**Extracted data:**
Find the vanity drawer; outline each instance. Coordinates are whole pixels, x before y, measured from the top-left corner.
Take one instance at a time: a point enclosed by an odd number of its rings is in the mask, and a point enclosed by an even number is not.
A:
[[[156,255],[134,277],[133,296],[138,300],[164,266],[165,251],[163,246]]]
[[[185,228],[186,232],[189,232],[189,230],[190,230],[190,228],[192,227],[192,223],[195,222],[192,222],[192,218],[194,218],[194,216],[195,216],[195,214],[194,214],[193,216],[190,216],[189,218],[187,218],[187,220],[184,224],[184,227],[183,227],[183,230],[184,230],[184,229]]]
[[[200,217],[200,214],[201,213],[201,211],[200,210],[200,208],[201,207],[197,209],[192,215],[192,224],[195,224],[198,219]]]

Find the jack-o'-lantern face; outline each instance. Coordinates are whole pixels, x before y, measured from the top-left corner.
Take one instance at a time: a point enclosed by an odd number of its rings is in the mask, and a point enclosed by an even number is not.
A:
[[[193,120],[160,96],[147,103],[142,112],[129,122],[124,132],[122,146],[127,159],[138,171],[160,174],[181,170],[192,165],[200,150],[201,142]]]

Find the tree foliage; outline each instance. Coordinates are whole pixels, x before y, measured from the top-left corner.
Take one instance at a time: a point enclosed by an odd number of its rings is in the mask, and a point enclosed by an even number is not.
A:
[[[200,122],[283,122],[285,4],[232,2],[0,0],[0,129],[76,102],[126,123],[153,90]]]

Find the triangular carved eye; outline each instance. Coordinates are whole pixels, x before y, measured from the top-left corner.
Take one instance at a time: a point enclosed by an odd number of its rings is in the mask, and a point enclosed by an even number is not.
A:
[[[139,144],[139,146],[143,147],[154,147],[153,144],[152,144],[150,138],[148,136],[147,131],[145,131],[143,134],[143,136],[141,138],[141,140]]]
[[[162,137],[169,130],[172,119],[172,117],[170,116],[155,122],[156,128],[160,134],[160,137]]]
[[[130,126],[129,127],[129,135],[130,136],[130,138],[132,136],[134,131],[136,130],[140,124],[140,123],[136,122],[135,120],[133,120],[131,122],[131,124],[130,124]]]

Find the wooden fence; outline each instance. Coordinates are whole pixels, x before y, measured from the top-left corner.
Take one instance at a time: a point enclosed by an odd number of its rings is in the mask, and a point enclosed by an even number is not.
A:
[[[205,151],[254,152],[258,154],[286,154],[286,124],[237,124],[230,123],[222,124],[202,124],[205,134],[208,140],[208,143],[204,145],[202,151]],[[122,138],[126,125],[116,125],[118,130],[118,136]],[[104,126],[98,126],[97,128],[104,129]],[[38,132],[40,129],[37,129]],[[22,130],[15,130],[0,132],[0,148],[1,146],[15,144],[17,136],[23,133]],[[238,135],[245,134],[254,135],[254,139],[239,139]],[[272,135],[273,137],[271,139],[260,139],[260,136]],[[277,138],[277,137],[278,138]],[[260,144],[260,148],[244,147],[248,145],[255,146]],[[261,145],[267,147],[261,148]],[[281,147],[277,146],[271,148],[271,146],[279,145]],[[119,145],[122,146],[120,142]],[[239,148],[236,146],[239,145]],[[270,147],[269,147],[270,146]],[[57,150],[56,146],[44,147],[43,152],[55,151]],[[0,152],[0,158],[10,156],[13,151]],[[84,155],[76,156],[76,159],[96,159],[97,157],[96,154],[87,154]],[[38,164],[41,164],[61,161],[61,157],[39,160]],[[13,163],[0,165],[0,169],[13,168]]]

--

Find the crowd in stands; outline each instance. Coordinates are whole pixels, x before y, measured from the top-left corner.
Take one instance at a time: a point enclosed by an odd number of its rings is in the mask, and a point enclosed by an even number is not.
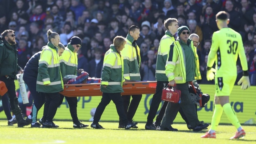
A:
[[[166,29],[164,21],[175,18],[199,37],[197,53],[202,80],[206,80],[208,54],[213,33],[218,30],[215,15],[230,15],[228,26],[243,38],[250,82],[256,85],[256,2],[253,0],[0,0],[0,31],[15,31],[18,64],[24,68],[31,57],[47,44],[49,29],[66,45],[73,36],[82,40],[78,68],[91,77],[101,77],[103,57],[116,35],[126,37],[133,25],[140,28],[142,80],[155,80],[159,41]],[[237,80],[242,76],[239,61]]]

**Work instructions:**
Return every line of the listing above that contains the word "crowd".

**Complete output:**
Find the crowd in stands; outline each instance. Coordinates are whole pixels, x before y, measured from the top-left corner.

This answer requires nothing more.